[Fragmenten van gegevens voor locatielabeling]
• • • •
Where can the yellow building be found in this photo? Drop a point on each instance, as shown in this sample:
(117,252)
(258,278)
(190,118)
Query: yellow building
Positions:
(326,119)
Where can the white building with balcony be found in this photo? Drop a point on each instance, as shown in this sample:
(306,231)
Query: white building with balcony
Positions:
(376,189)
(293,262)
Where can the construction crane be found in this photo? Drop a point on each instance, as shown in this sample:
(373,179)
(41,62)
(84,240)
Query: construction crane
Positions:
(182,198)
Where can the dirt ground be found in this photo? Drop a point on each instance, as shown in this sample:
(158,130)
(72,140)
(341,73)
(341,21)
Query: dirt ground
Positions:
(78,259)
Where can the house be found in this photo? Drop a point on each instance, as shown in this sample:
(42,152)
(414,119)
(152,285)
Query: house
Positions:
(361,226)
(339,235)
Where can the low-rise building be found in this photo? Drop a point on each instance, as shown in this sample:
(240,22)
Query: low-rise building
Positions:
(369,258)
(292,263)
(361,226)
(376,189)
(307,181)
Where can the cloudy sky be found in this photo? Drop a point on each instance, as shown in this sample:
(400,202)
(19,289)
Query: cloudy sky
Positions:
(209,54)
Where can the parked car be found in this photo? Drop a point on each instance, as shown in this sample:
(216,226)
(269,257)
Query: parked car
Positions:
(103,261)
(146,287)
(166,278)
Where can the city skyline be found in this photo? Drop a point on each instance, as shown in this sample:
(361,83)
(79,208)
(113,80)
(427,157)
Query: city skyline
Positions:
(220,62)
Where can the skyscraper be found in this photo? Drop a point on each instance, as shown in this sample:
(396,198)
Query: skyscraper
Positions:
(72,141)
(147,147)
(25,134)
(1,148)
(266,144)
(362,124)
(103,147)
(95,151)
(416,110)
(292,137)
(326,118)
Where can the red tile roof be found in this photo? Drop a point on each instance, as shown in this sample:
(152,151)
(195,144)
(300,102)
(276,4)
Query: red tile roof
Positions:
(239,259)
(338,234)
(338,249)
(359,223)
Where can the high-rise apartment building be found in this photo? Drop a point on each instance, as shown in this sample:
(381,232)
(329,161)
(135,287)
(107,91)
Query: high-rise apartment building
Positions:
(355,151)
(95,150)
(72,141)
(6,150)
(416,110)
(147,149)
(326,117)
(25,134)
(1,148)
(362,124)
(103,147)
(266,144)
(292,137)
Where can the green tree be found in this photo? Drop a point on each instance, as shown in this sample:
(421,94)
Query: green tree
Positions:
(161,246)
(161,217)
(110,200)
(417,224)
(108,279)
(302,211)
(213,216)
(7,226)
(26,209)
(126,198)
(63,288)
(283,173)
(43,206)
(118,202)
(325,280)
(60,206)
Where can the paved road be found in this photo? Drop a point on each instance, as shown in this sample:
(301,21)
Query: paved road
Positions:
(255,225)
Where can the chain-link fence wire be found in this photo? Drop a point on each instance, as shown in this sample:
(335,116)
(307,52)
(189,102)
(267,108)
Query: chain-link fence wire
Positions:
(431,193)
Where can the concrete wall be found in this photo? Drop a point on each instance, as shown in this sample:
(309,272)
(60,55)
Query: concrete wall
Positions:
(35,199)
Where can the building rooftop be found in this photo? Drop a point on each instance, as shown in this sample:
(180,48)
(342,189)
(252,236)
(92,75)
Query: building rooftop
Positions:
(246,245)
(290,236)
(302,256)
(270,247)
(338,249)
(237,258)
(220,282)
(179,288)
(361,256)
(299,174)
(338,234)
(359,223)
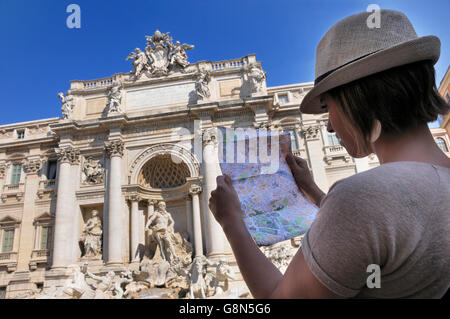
• • • •
• [Doel]
Wijzig de records hierboven door overal "Positions" te vervangen door "Coordinates" en laat al het andere ongewijzigd. Neem de afbeeldingen niet op in je antwoord.

• [Antwoord]
Where can the yellow building be found in this photo? Drop a point on each instance, as shown in this sample:
(117,252)
(258,278)
(190,118)
Query: yellow building
Coordinates:
(326,119)
Where can the white building with balcony be found in this photo? Drop a point on each instance, as shown in this sample:
(306,231)
Query: white building with balcony
Coordinates:
(376,189)
(293,262)
Where can the construction crane be found in this photo? Drop a point on each instance, as shown in this sample:
(373,179)
(41,62)
(84,240)
Query: construction crane
Coordinates:
(182,198)
Where can the dirt ground be found in this photo? Drop a point on each instance, as shown in this sample:
(158,130)
(72,140)
(341,73)
(341,21)
Query: dirt ground
Coordinates:
(78,259)
Where can the house be found in this photo? Drop a point on each instance, as shown in this sample:
(42,152)
(414,119)
(152,285)
Query: house
Coordinates:
(361,226)
(339,235)
Where can the low-rise building be found in this photo? Drop a point on each instance, as shown in this sample:
(240,22)
Query: low-rise building
Coordinates:
(369,258)
(292,263)
(361,226)
(376,189)
(307,181)
Where can the cloudy sky be found in this photo? Drop a point on each instance, as shown in this sample:
(400,202)
(19,289)
Query: cloudy sky
Coordinates:
(209,54)
Where can the parked car be found in this photo? Drop a point on each instance, as shown in this sample:
(216,226)
(269,257)
Query: parked car
Coordinates:
(103,261)
(146,287)
(166,278)
Where can the city skyline be found in this photo? Drop a point on each instance, as shown in this sample:
(361,83)
(79,208)
(113,80)
(427,157)
Query: city skyline
Coordinates:
(220,62)
Where can the skyscraper be found in this photo? Drop a point on each instance, as shown in this sample:
(396,198)
Query: skyscraper
Coordinates:
(72,141)
(147,147)
(25,134)
(1,148)
(266,144)
(362,124)
(103,147)
(95,151)
(416,110)
(292,137)
(326,118)
Where can the red tile roof be found in this photo? Drop a point on each instance, as shown in this sample:
(152,151)
(195,144)
(300,102)
(276,4)
Query: red tile roof
Coordinates:
(239,259)
(338,234)
(338,249)
(359,223)
Where can the high-rise apartment building be found in this photo? Drop a point on each instance, as shown in this sample:
(381,232)
(329,161)
(135,287)
(107,91)
Query: high-rise apartment building
Coordinates:
(355,151)
(95,150)
(72,141)
(6,150)
(416,110)
(147,149)
(326,117)
(25,134)
(1,148)
(362,124)
(103,147)
(266,144)
(292,137)
Where can the green tree be found in this photo? Drop a point on each instance, as shown in this sample:
(421,94)
Query: green tree
Coordinates:
(161,246)
(161,217)
(110,200)
(417,224)
(108,279)
(302,211)
(213,216)
(7,226)
(26,209)
(126,198)
(63,288)
(283,173)
(43,206)
(118,202)
(325,280)
(60,206)
Where can the paved road be found in this photo? Drop a point on each instance, as shown in this sample:
(301,21)
Query: paved road
Coordinates:
(255,225)
Where can the chain-link fence wire be found in this photo? Drop a point on each instance, as shown in this sample:
(335,116)
(307,52)
(189,102)
(267,108)
Query: chain-link fence wire
Coordinates:
(431,193)
Where can the concrete wall be found in this photo? Drop a point on each instance, as shown in this sample:
(309,272)
(60,55)
Query: concrete wall
Coordinates:
(35,199)
Where can the building rooftop be found in this photo? Drop a point on each instance, as shown in this sample:
(180,48)
(342,189)
(252,236)
(92,75)
Query: building rooftop
Coordinates:
(246,245)
(290,236)
(302,256)
(270,247)
(338,249)
(237,258)
(220,282)
(179,288)
(361,256)
(299,174)
(338,234)
(359,223)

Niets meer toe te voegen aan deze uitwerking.